**What you are asked to do:** Could you quote, exactly as they stand, the lines running from the one with "sunglasses on woman's" to the final line of the material?

Begin Data for the task

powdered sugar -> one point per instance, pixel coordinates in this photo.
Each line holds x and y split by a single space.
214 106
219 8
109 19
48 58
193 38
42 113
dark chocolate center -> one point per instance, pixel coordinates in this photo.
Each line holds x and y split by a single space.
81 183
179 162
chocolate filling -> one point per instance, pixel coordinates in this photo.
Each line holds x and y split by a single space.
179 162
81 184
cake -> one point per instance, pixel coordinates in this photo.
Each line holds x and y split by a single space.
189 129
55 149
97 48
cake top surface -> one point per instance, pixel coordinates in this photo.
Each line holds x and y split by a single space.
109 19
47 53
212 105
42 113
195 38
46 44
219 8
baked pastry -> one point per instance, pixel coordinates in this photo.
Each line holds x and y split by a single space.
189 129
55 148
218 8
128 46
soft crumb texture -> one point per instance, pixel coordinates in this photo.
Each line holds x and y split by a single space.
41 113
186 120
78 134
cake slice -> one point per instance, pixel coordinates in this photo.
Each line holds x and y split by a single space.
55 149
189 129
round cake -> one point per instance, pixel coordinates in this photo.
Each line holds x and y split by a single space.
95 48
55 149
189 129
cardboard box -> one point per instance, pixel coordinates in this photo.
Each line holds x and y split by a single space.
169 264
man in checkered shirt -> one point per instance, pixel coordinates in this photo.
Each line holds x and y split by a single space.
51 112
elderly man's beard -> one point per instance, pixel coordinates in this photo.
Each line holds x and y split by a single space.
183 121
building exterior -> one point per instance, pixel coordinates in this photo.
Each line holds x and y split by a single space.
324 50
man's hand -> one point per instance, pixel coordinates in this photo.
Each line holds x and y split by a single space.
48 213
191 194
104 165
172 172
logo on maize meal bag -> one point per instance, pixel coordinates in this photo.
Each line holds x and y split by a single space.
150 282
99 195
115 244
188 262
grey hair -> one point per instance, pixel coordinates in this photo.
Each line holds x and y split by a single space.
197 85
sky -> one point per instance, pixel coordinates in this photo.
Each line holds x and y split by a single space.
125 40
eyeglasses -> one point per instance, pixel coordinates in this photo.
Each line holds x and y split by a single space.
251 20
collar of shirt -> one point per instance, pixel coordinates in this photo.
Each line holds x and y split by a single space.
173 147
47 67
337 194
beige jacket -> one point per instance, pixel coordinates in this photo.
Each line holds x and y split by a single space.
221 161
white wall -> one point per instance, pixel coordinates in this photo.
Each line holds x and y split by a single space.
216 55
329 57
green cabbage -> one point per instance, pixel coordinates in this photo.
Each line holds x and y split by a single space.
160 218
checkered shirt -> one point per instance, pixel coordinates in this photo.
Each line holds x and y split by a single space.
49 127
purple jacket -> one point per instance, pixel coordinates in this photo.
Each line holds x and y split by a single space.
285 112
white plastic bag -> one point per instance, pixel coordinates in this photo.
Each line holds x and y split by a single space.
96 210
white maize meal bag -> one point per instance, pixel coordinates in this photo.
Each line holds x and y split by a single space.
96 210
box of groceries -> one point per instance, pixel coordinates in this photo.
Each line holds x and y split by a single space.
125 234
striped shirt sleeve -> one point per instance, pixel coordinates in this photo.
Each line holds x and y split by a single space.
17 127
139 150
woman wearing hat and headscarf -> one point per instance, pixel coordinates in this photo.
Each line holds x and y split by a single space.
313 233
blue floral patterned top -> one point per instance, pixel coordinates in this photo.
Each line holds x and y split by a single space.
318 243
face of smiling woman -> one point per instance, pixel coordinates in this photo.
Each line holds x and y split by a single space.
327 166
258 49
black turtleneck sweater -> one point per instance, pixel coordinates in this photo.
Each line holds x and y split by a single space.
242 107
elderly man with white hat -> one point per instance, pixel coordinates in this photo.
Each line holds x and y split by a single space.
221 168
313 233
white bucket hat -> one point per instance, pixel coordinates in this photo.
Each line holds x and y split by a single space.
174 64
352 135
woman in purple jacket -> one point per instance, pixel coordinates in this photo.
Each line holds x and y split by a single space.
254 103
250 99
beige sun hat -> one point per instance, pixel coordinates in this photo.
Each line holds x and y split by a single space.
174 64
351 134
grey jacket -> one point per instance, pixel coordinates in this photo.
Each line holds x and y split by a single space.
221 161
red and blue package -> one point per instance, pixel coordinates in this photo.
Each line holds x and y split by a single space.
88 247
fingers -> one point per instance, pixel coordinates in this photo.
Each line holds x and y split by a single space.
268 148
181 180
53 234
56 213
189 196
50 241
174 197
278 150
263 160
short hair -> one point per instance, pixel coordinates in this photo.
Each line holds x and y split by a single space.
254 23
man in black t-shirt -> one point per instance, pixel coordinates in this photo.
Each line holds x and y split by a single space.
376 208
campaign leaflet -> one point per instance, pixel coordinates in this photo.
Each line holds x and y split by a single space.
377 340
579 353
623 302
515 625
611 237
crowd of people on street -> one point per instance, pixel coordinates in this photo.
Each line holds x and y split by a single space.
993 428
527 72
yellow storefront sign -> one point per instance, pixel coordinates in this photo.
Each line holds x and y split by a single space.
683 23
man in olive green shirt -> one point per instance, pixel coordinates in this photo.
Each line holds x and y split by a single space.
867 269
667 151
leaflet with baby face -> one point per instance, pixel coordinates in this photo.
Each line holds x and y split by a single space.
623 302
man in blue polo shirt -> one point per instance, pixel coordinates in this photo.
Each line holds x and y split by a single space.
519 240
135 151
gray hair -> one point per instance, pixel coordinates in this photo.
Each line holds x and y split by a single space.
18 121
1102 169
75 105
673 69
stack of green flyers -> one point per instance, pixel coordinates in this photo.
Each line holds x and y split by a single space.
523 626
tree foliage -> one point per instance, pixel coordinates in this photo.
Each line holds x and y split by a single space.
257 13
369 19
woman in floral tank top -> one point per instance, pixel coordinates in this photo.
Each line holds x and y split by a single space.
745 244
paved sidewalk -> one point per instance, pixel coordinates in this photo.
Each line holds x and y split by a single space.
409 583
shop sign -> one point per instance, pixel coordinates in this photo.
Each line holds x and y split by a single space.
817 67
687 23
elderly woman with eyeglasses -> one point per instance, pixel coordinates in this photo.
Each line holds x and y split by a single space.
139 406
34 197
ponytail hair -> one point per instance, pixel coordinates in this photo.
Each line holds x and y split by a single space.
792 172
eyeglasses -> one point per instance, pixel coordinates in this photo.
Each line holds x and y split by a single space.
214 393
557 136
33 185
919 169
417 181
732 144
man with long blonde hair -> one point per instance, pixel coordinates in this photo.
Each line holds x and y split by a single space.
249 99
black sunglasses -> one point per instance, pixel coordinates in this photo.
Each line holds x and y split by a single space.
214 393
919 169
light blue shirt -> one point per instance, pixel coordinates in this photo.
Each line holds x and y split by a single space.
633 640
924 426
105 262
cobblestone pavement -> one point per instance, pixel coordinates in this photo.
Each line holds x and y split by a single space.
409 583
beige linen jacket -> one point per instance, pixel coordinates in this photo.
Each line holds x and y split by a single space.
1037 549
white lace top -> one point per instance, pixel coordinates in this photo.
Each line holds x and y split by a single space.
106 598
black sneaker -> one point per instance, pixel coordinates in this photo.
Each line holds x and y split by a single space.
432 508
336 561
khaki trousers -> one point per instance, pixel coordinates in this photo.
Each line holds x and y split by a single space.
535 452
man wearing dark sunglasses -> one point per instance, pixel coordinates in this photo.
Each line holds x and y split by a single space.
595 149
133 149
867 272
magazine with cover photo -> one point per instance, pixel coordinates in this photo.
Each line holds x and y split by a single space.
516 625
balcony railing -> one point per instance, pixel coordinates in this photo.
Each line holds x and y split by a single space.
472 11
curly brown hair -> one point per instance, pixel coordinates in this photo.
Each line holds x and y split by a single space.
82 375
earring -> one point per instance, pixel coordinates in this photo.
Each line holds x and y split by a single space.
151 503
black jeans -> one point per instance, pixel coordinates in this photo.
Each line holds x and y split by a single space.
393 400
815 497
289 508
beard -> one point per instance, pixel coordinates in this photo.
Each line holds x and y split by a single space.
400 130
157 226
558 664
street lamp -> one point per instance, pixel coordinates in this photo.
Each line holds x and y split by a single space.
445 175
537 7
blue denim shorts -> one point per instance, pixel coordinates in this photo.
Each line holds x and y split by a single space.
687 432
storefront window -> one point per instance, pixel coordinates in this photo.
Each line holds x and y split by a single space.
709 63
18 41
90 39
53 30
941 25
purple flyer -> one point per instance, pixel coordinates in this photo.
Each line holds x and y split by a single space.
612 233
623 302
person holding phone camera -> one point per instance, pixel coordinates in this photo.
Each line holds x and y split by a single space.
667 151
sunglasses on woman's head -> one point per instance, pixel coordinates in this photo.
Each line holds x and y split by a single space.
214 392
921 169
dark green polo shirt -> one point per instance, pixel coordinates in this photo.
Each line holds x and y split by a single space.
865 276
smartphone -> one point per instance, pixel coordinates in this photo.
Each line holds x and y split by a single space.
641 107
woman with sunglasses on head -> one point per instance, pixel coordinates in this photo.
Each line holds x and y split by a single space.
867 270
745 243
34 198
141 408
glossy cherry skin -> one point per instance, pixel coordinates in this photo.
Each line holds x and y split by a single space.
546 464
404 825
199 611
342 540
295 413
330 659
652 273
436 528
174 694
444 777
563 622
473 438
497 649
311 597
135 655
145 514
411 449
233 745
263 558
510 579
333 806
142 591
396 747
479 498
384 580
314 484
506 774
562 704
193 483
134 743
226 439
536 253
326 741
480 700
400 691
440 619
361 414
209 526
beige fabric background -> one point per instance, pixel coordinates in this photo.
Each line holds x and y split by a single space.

End Data for the task

**Expected output:**
sunglasses on woman's head -> one point per instance, pixel coordinates in this photo.
Each line holds x and y split by a single space.
214 392
921 169
dark green polo shirt -> one point per instance, pixel coordinates in this photo.
Each line holds x and y split by a single space.
865 276
smartphone -> one point per instance, pixel coordinates in this photo.
Each line holds x and y split by a single space.
641 107
woman with sunglasses on head -> one point per instance, pixel coordinates in this photo.
Each line holds x and y split by a single space.
867 270
745 243
34 198
141 408
glossy cherry skin -> one point per instance, pixel coordinates in this photo.
Each line holds x and y split by a single space.
546 464
404 825
199 611
342 540
295 413
330 659
652 273
436 528
174 694
444 777
563 622
473 438
497 649
311 597
135 655
145 514
411 449
233 745
263 558
510 579
333 806
142 591
396 747
479 498
384 580
314 484
506 774
562 704
193 483
134 743
226 439
536 253
326 741
480 700
400 691
440 619
361 414
209 526
beige fabric background -> one point per instance, pixel coordinates in this photo.
Each line holds x and y split by a single space.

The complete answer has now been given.